▼

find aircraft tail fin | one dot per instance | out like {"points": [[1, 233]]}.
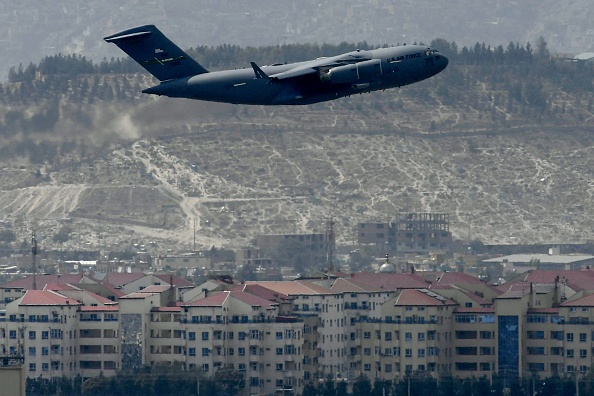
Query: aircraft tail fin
{"points": [[148, 46]]}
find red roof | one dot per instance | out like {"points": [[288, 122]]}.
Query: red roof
{"points": [[155, 289], [261, 291], [388, 281], [452, 278], [99, 308], [576, 279], [122, 278], [166, 309], [60, 287], [177, 280], [46, 297], [417, 297], [475, 310], [292, 288], [42, 280], [213, 300], [586, 301], [138, 295], [218, 299]]}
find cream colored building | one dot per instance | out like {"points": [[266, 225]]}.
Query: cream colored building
{"points": [[282, 335]]}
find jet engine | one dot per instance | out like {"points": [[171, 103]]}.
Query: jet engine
{"points": [[356, 72]]}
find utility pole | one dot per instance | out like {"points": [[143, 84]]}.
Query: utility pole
{"points": [[330, 244], [33, 255]]}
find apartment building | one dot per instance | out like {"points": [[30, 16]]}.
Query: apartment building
{"points": [[42, 326], [281, 335]]}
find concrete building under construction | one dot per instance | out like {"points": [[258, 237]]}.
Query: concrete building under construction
{"points": [[413, 233]]}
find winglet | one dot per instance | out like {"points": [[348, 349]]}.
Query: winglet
{"points": [[259, 73]]}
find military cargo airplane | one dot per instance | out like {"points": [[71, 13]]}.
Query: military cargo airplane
{"points": [[298, 83]]}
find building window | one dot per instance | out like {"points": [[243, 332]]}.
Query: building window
{"points": [[536, 319], [535, 350], [485, 366], [534, 367], [466, 335], [536, 335]]}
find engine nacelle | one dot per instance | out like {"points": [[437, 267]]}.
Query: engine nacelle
{"points": [[354, 73]]}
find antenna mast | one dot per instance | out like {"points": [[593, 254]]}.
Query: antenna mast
{"points": [[330, 244], [33, 255]]}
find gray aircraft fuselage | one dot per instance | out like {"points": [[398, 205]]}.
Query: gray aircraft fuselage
{"points": [[299, 83]]}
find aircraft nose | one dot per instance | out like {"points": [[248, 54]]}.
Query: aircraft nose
{"points": [[442, 60]]}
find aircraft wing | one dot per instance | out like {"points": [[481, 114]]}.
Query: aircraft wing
{"points": [[314, 67], [295, 72]]}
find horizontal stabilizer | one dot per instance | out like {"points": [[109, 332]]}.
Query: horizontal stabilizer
{"points": [[148, 46]]}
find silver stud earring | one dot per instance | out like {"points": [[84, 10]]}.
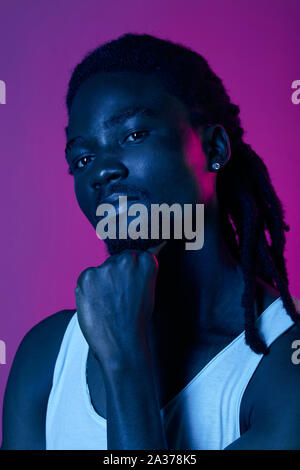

▲

**WHAT YOU HAVE TO DO**
Please locate every line above that contains the string "pole", treating uppercase and lowercase as different, and copy each of those lines in full.

**RESULT OF THE EXERCISE**
find utility pole | one dot per instance | out like {"points": [[143, 84]]}.
Query: utility pole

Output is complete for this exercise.